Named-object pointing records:
☆ ☆ ☆ ☆
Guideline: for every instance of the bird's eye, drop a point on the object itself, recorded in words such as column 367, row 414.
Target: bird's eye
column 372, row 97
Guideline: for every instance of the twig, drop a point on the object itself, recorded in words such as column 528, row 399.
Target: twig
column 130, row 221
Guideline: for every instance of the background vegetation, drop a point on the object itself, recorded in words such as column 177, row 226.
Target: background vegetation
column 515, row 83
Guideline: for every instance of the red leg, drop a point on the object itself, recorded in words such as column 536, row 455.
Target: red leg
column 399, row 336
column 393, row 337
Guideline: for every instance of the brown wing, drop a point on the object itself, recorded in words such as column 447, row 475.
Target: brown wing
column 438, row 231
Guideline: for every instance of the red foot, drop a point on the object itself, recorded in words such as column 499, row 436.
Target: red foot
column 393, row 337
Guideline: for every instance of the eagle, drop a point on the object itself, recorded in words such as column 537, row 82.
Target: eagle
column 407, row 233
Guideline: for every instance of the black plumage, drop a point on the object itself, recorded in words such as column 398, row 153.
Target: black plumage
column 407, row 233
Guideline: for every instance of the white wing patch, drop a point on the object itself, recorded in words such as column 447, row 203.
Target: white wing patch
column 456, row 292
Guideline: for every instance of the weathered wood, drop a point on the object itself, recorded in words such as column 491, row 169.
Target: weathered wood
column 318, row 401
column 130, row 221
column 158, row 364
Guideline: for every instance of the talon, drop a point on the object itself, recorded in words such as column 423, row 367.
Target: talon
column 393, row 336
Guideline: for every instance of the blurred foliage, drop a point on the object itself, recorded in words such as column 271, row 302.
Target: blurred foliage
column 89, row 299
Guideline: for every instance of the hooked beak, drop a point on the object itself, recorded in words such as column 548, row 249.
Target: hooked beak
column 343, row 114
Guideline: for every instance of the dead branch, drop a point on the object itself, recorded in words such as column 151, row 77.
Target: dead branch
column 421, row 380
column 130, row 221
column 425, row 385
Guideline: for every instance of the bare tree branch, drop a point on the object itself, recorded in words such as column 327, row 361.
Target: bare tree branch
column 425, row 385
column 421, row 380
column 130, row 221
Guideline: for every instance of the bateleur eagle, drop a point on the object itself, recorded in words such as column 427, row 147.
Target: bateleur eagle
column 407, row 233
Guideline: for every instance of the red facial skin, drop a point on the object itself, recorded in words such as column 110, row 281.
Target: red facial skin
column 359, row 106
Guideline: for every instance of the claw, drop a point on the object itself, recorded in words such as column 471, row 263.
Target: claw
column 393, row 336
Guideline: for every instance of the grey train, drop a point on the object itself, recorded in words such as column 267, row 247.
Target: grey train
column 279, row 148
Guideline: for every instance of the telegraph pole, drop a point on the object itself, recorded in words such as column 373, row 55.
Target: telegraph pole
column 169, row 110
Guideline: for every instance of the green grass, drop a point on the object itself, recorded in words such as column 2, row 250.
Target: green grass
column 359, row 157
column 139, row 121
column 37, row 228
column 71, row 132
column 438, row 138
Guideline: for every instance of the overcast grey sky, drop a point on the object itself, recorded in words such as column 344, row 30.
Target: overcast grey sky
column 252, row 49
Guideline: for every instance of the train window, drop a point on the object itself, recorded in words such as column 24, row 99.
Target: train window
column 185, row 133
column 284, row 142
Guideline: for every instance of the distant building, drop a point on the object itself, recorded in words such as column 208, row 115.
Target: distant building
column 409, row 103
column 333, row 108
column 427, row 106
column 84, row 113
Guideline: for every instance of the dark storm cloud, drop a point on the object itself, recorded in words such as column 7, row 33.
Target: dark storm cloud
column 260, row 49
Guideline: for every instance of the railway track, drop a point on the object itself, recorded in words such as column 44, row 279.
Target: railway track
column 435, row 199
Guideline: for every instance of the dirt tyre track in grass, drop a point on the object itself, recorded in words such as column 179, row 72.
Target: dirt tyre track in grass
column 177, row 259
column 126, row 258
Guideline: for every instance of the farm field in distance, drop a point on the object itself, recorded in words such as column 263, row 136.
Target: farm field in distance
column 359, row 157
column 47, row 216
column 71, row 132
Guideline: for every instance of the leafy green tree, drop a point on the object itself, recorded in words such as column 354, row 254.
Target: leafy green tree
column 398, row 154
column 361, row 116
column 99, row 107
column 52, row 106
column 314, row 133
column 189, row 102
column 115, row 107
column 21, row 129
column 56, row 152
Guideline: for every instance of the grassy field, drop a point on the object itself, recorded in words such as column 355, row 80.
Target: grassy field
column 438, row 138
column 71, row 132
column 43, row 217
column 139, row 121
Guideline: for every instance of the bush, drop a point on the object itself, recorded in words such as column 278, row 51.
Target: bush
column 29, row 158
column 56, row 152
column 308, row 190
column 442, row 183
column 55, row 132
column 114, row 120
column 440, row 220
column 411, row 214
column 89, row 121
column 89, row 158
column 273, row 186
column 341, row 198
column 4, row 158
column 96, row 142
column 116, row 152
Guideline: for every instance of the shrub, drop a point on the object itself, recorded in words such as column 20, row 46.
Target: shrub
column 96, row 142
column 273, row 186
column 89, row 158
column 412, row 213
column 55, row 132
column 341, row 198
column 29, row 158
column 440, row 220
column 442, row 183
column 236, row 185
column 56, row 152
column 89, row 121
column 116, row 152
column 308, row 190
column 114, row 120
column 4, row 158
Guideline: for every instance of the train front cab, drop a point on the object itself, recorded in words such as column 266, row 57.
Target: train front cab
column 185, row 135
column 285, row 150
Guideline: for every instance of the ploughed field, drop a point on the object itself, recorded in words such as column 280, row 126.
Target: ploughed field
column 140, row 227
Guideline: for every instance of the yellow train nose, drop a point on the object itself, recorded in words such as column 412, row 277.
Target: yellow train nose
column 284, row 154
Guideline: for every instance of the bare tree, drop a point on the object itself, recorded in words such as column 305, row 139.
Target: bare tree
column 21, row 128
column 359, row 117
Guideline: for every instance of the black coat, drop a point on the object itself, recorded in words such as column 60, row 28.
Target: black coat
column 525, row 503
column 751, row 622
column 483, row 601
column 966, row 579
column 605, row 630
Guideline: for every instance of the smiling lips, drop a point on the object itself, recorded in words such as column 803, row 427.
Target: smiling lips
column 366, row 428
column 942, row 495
☆ ☆ ☆ ☆
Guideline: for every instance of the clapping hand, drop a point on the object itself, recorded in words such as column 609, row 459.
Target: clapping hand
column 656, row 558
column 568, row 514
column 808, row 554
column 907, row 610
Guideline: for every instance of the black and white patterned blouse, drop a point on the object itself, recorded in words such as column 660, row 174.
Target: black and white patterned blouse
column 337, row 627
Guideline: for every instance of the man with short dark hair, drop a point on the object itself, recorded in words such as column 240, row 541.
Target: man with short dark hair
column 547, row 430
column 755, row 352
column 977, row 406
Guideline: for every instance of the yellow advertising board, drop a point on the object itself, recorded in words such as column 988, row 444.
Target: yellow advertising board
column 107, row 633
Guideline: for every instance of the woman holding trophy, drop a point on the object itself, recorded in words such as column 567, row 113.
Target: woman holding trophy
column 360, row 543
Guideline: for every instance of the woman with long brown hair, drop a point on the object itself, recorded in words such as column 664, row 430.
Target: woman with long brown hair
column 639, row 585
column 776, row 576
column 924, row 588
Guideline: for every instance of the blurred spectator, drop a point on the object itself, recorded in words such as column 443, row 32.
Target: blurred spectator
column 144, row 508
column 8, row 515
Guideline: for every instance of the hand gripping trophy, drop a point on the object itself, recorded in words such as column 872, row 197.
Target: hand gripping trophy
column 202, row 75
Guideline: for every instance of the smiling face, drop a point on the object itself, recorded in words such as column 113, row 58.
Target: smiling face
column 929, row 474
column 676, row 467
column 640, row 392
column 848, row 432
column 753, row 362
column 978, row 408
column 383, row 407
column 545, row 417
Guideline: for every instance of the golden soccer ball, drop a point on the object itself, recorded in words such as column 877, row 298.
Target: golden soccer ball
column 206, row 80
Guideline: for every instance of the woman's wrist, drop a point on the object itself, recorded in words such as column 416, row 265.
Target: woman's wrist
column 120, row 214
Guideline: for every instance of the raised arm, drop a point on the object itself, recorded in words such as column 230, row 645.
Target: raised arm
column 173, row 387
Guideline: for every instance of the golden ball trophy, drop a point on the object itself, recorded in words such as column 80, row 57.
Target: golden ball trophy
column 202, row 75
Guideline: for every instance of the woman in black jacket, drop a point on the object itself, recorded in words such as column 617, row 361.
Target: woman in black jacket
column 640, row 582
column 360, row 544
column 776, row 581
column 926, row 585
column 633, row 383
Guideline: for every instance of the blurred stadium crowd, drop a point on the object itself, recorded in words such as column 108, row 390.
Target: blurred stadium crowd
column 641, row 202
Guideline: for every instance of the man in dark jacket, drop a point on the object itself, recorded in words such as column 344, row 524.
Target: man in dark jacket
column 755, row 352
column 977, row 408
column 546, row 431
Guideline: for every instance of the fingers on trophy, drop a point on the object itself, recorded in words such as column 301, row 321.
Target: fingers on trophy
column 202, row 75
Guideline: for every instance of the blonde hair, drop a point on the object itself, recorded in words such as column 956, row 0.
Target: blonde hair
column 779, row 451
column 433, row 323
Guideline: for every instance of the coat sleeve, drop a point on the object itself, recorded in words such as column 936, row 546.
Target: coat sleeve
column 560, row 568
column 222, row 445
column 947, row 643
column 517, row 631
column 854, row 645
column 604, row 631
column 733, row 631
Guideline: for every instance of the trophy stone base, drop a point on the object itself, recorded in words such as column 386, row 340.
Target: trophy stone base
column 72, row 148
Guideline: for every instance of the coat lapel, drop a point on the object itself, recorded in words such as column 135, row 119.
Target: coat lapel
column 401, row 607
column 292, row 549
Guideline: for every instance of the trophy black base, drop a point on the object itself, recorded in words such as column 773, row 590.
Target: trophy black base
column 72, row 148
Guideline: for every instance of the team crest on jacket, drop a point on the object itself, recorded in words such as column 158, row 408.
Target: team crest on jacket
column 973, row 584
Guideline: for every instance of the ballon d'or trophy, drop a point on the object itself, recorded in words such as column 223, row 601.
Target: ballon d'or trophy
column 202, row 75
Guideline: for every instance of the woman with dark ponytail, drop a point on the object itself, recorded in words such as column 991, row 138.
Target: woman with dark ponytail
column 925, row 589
☆ ☆ ☆ ☆
TASK TO COMPLETE: Extract each line of the entries above that contains the string "hair". Treat uppercase and lowercase as distinct.

RESULT:
Guideline: for every instance of the man with short dark hair, drop a point on the object itself, recorded in words such as column 240, row 541.
Target: man with short dark hair
Guideline: for every instance of the woman with long brown hair, drop a point on the object itself, recorded in words such as column 664, row 430.
Target: woman with long brown hair
Guideline: for every instance of the blonde hair, drop a point on the object itself, recorded in words such as column 956, row 0.
Target: blonde hair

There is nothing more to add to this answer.